• [Work required]:
Please quote exactly the opening lines of the data, from the first line to the one where "column 428, row 152" appears.

------------------------------------------------------------------------

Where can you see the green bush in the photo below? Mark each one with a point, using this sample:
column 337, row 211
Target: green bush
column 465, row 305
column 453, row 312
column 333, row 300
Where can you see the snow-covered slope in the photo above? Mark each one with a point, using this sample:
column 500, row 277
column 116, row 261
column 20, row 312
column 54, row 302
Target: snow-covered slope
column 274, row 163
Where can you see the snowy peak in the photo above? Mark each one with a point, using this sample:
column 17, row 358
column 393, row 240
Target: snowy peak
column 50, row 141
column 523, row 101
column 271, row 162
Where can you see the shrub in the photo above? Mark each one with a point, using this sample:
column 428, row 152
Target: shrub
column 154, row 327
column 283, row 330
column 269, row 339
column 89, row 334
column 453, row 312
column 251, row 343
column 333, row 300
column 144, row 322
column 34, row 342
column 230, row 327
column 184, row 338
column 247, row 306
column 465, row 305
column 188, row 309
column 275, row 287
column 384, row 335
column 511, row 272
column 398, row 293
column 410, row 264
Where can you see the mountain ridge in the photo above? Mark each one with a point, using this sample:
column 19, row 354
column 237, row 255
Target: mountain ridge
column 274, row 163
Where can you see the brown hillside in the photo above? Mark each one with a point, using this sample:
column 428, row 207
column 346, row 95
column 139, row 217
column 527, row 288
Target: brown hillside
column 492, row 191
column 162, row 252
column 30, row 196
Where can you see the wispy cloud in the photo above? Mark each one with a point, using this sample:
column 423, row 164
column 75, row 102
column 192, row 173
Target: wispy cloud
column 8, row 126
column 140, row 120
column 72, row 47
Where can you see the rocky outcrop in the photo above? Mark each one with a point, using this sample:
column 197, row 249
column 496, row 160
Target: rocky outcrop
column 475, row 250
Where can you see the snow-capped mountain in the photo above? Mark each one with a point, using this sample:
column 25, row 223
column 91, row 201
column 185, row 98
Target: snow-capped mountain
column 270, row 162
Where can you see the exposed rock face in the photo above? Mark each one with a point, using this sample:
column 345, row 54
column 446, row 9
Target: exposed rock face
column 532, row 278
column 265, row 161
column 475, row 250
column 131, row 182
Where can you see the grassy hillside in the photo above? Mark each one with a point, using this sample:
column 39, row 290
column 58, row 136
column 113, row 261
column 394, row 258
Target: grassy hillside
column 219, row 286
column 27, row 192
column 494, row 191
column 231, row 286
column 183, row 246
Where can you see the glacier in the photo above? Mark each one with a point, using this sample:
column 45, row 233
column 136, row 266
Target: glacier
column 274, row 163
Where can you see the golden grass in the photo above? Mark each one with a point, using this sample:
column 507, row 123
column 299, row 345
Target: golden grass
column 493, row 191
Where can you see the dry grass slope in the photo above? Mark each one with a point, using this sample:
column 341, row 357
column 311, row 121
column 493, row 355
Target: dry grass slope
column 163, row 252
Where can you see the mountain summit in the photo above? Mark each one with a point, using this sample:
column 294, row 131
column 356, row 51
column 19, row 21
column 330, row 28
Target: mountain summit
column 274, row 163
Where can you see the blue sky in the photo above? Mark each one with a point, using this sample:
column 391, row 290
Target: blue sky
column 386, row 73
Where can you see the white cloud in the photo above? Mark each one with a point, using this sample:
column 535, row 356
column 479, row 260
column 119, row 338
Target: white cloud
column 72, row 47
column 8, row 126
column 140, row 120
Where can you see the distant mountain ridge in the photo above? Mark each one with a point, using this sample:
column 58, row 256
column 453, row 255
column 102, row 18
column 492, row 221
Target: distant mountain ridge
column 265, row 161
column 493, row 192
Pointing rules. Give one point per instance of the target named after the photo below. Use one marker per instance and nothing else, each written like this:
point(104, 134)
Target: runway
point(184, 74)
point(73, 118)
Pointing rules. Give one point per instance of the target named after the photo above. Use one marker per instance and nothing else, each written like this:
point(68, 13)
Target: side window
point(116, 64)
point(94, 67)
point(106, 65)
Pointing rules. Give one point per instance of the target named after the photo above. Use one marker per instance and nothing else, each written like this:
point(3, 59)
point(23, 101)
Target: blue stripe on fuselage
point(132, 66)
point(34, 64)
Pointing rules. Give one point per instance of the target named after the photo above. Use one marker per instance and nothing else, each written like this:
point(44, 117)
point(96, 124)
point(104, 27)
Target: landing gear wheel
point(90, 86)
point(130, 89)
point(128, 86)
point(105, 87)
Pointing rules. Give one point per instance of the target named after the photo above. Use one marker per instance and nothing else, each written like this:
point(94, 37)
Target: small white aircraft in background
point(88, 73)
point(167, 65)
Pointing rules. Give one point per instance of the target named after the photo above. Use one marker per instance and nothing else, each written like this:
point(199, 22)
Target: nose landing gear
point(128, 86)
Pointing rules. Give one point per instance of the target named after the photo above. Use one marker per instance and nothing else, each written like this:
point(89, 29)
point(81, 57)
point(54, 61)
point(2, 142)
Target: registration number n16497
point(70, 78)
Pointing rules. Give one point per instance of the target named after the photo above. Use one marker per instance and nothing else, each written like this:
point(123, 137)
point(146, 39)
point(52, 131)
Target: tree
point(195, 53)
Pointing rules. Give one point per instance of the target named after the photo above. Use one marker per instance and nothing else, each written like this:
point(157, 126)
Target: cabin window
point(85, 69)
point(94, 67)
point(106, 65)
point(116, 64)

------------------------------------------------------------------------

• [Solved exercise]:
Where can you see the green bush in the photo below? Mark each one with a point, using this sample:
column 337, row 211
Target: green bush
column 465, row 305
column 453, row 312
column 333, row 300
Where can you see the snow-covered slope in the photo above? Mark each one with a point, using this sample:
column 500, row 277
column 116, row 261
column 20, row 312
column 54, row 302
Target: snow-covered slope
column 274, row 163
Where can you see the snowy peak in the photo above? Mark each one with a point, using this sample:
column 17, row 358
column 393, row 240
Target: snowy peak
column 50, row 141
column 523, row 101
column 271, row 162
Where can you see the shrub in the photo above? Mark each one with a point, using this sample:
column 428, row 152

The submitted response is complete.